[Location labeling records]
____________

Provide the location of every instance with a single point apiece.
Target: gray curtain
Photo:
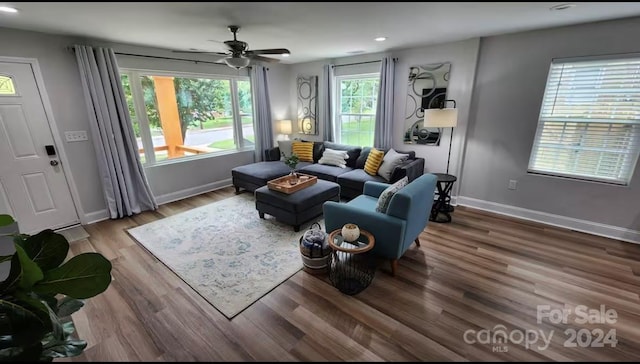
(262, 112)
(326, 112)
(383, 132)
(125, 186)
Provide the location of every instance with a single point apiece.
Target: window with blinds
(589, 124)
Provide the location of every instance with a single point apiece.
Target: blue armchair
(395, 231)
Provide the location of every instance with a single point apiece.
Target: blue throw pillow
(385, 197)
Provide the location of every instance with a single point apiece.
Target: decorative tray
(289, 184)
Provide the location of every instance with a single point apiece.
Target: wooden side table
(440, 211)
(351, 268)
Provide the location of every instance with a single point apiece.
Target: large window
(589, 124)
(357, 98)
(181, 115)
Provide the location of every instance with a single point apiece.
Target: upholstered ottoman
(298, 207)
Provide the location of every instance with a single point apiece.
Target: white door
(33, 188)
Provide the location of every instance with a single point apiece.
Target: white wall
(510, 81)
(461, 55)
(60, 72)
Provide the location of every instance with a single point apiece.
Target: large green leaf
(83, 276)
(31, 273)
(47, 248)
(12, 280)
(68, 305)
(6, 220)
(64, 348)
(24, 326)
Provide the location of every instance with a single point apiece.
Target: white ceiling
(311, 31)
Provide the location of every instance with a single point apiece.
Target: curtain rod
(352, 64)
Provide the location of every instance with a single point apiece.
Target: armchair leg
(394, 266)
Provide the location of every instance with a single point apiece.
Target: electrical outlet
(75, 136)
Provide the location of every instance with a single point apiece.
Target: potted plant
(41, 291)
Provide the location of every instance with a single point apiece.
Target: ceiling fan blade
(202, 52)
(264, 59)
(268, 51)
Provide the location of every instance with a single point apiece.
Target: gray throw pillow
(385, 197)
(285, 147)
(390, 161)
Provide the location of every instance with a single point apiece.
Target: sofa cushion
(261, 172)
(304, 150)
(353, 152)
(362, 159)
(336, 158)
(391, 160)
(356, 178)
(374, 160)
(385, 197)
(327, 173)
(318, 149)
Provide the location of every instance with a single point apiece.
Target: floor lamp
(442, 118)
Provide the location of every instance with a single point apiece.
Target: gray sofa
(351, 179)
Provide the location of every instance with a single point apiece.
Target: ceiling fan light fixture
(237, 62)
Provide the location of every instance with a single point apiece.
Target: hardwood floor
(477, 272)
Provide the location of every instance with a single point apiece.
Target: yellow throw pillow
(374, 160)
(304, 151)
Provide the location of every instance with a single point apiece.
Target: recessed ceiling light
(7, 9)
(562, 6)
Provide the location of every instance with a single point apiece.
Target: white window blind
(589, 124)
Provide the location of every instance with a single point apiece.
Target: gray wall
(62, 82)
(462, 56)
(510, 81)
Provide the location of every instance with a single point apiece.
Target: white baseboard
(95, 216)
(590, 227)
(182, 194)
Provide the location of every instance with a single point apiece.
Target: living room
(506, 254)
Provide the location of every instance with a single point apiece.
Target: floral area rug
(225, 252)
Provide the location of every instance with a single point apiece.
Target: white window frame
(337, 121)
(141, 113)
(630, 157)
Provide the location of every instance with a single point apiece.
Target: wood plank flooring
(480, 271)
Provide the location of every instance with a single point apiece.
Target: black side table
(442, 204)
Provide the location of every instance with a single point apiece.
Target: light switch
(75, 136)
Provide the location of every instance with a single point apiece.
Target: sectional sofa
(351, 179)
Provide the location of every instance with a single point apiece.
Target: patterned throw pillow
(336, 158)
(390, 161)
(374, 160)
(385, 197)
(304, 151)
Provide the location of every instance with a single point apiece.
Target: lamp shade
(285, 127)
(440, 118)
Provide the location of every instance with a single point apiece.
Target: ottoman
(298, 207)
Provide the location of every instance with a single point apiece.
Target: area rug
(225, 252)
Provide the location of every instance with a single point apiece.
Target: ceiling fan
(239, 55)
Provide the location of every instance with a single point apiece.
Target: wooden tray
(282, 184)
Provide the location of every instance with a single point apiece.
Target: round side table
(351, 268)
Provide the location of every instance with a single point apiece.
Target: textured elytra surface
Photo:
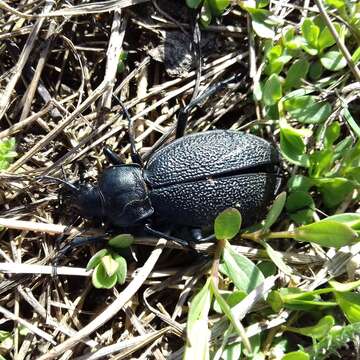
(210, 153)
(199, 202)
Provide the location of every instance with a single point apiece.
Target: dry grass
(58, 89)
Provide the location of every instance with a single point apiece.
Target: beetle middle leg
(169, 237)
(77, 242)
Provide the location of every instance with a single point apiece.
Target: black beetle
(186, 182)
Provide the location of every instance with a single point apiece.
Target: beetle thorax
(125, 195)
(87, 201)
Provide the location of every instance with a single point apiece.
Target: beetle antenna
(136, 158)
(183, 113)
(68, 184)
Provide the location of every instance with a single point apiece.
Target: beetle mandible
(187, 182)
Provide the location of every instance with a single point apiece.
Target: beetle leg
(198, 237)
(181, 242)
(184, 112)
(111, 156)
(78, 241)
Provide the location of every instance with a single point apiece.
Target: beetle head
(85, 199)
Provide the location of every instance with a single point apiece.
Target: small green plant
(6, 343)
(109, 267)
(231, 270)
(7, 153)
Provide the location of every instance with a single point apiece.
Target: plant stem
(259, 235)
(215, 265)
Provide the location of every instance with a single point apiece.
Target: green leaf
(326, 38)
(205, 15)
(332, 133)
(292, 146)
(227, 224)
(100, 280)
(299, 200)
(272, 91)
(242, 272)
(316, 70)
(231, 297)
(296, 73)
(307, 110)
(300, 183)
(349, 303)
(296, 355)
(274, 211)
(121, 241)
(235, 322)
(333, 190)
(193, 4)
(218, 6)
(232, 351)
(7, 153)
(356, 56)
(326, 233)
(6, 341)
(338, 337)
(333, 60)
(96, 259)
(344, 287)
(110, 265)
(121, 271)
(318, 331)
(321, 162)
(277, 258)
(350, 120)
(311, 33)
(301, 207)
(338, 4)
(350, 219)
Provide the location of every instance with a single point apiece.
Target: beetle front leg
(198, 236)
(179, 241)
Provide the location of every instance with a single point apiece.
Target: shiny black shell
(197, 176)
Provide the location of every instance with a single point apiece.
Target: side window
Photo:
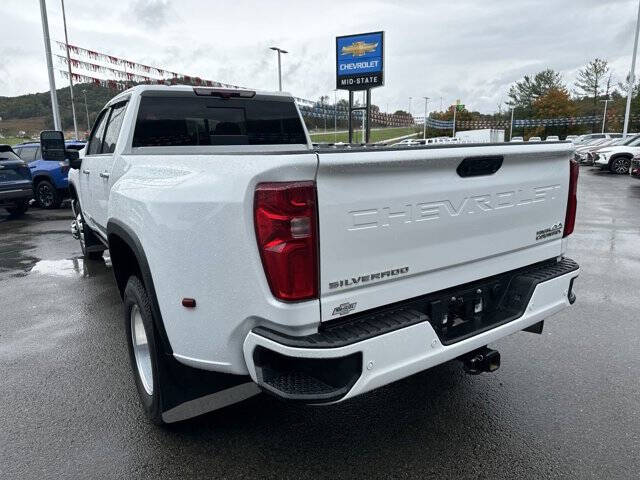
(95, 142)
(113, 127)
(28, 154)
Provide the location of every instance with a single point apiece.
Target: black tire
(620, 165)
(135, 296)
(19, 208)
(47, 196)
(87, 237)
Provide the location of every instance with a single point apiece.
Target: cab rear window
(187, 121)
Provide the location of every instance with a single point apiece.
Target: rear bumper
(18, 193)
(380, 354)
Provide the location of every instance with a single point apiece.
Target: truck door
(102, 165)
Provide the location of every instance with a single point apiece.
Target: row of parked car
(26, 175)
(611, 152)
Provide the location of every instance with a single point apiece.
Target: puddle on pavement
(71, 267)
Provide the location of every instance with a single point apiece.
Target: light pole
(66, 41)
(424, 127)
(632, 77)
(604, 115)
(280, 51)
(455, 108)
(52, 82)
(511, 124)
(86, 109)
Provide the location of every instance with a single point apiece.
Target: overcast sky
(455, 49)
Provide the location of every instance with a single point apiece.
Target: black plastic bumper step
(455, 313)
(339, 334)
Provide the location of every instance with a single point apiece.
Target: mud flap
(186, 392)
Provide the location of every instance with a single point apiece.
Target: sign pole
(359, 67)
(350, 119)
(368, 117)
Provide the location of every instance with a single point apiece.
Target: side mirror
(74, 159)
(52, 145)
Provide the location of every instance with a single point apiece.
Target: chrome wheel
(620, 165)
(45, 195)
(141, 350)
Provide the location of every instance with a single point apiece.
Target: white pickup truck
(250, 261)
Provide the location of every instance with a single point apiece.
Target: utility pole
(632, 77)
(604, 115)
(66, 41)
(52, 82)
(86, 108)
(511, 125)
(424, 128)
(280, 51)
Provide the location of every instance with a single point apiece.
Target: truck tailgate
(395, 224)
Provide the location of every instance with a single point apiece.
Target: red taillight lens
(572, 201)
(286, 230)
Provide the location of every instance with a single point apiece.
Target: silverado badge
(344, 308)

____________

--- Challenge ---
Return each line exactly as written. Any picture gets left out.

--- Solution for this exercise ---
Provide the location of every instance with a single point apiece.
Target: gray curtain
Photo:
(262, 112)
(326, 112)
(383, 132)
(125, 186)
Provide the location of every instance with a single point apiece.
Target: window with blinds
(589, 124)
Provide the location of every instance with a single point apiece.
Target: blue armchair
(395, 231)
Provide the location of every instance with a single point apiece.
Target: blue throw pillow
(385, 197)
Provide the location of every instance with a single point apiece.
Target: decorative tray
(289, 184)
Provide the location of every instance with a single point apiece.
Target: wooden side table
(440, 211)
(351, 268)
Provide the location of every instance with a single point apiece.
Target: large window
(589, 124)
(357, 98)
(181, 115)
Provide the location of every instance with a single point apiece.
Target: upholstered ottoman
(298, 207)
Provide the location of every instance with a single point apiece.
Target: white door
(33, 188)
Provide the location of every instance with a single point apiece.
Target: white wall
(510, 81)
(461, 55)
(60, 72)
Provide the location of every instance with a single point apiece.
Target: large green leaf
(83, 276)
(31, 273)
(47, 248)
(12, 280)
(68, 305)
(6, 220)
(64, 348)
(24, 326)
Provide the location of every instance with a single point apiece.
Target: white ceiling
(311, 31)
Provide the location of every instance with a single point apiece.
Target: curtain rod
(352, 64)
Provide the location of every instance with a single point apiece.
Target: armchair leg
(394, 266)
Provide the location of every instance with a single point apiece.
Target: electrical outlet
(75, 136)
Provide the location of every instance with a single point apiece.
Target: potted plant
(41, 291)
Provide the location of every instance with a single point apiece.
Target: ceiling fan blade
(202, 52)
(264, 59)
(268, 51)
Provide the location of every instance with a single point apiece.
Target: gray throw pillow
(385, 197)
(285, 147)
(390, 161)
Provide the location of every instance with a single point apiece.
Target: sofa cushion
(261, 172)
(304, 150)
(353, 152)
(362, 159)
(336, 158)
(391, 160)
(356, 178)
(374, 160)
(385, 197)
(327, 173)
(318, 149)
Provide the location of every instance with a single point apiece.
Target: floor lamp
(442, 118)
Provide the location of every instance with a single point apiece.
Target: gray sofa
(351, 179)
Provide the location of every instance with a single point apiece.
Target: ceiling fan light fixture
(237, 62)
Provide the location of every instance with a single point apiece.
Target: hardwood floor
(477, 272)
Provide the location of every instance with a single point apiece.
Target: yellow throw pillow
(374, 160)
(304, 151)
Provide the location of every instance with a single point apiece.
Target: recessed ceiling light
(7, 9)
(562, 6)
Provide the location of every instance with a single point apiece.
Target: white window blind
(589, 124)
Provide the location of every instance with a single point apiece.
Target: gray wall
(62, 82)
(462, 56)
(510, 81)
Provide the location of every instance with a single point apiece.
Target: white baseboard
(95, 216)
(590, 227)
(182, 194)
Provide the location of every instance with a single point apiece.
Target: living room
(506, 254)
Provide the location of every instance with a single point apiece.
Target: floral area rug
(225, 252)
Provide the location of every instance with a single point apiece.
Target: white window frame
(337, 121)
(141, 113)
(630, 157)
Provide the location of every instance with a single point apiece.
Target: wood plank flooring
(480, 271)
Provide the location of every instance with a single point apiece.
Target: black side table
(442, 204)
Provide the location of every instance with a single point apiece.
Target: light switch
(75, 136)
Provide the location of every instance with a single point apiece.
Target: sectional sofa
(351, 179)
Provide the location of every instance with a single point apiece.
Target: patterned throw pillow
(336, 158)
(390, 161)
(374, 160)
(385, 197)
(304, 151)
Provide the location of every instance with a single point apiece.
Target: lamp shade
(285, 127)
(440, 118)
Provide the location of every instance with a single point apiece.
Target: ottoman
(298, 207)
Provide the location of every instance with a single point apiece.
Target: area rug
(225, 252)
Provide the location of every instance with a single point apiece.
Target: ceiling fan
(239, 55)
Provide the location of every instance with a single point apiece.
Target: wooden tray
(282, 184)
Provide the location of every instance with a single point apiece.
Target: round side table
(351, 268)
Provide the location of every instance with a single point apiece.
Target: textured elytra surface
Photo:
(210, 153)
(199, 202)
Provide the location of every instance with a single point apiece.
Target: dry grass
(58, 89)
Provide the location of every instance with a single point apiece.
Target: beetle middle leg
(169, 237)
(77, 242)
Provide the location of every instance with a single point apiece.
Target: black beetle
(186, 182)
Provide the location of every instance with a single point apiece.
Target: beetle thorax
(125, 195)
(87, 201)
Provide the location of every instance with a single point apiece.
Target: beetle antenna
(136, 158)
(183, 113)
(68, 184)
Provide the location of every instance with a single point apiece.
Target: beetle mandible
(187, 182)
Provide the location of every instance with a single point apiece.
Target: beetle leg
(198, 237)
(181, 242)
(184, 112)
(111, 156)
(78, 241)
Provide the location of every instance with a single point apiece.
Target: beetle head
(85, 199)
Provide the location of every instance with a single point apiece.
Target: small green plant
(6, 343)
(109, 267)
(231, 270)
(7, 153)
Provide the location of every instance with a single point apiece.
Target: plant stem
(259, 235)
(215, 265)
Provide the location of every instance with a single point apiece.
Target: green leaf
(326, 38)
(205, 15)
(332, 133)
(292, 146)
(227, 224)
(100, 280)
(299, 200)
(272, 91)
(242, 272)
(316, 70)
(231, 297)
(296, 73)
(307, 110)
(300, 183)
(349, 303)
(296, 355)
(274, 211)
(121, 241)
(235, 322)
(333, 190)
(193, 4)
(218, 6)
(232, 351)
(7, 153)
(356, 56)
(326, 233)
(6, 341)
(338, 337)
(333, 60)
(96, 259)
(344, 287)
(110, 265)
(121, 271)
(318, 331)
(321, 162)
(277, 258)
(350, 120)
(311, 33)
(301, 207)
(338, 4)
(350, 219)
Provide the location of every instance with a single point apiece.
Target: beetle front leg
(198, 236)
(179, 241)
Provide the location of every instance with a single point apiece.
Target: shiny black shell
(197, 176)
Provide the location of every instance with a single point apiece.
Target: side window
Photo:
(95, 142)
(113, 127)
(28, 154)
Provide the location of every instance with a single point apiece.
Target: black tire
(620, 165)
(135, 296)
(19, 208)
(47, 196)
(87, 237)
Provide the location of every instance with a single point apiece.
Target: cab rear window
(187, 121)
Provide the location of every instance with a single point apiece.
Target: rear bumper
(18, 193)
(380, 354)
Provide the location of every instance with a single point apiece.
Target: truck door
(102, 165)
Provide the location of every instance with a single point apiece.
Target: row of parked car
(26, 175)
(611, 152)
Provide the location of every instance with a single point apiece.
Target: puddle on pavement
(71, 267)
Provide the location of every instance with a single point apiece.
Target: light pole
(66, 41)
(424, 127)
(632, 77)
(604, 115)
(280, 51)
(455, 108)
(52, 82)
(511, 124)
(86, 109)
Provide the location of every instance with a single point apiece.
Target: overcast sky
(455, 49)
Provide the location of every instance with a single point apiece.
Target: black plastic bumper step
(455, 313)
(339, 334)
Provide the location of every instance with a single point apiece.
Target: mud flap
(186, 392)
Provide the location of every instance with a single point apiece.
Target: sign pole
(359, 67)
(350, 119)
(368, 117)
Provide the location of every instance with a single point apiece.
Target: side mirror
(74, 159)
(52, 145)
Provide the location of every instance with a single point apiece.
Target: chrome wheel
(620, 165)
(45, 195)
(141, 350)
Provide the location of every instance with a single point apiece.
Target: white pickup truck
(250, 261)
Provide the location of every instance with a single point apiece.
Target: utility pole
(632, 77)
(604, 115)
(66, 41)
(52, 82)
(86, 108)
(511, 125)
(424, 128)
(280, 51)
Provide the location of every instance with a single point apiece.
Target: truck tailgate
(395, 224)
Provide the location of every instance with a single point apiece.
Target: red taillight lens
(572, 201)
(286, 230)
Provide the location of every instance with a single point apiece.
Target: silverado badge
(344, 308)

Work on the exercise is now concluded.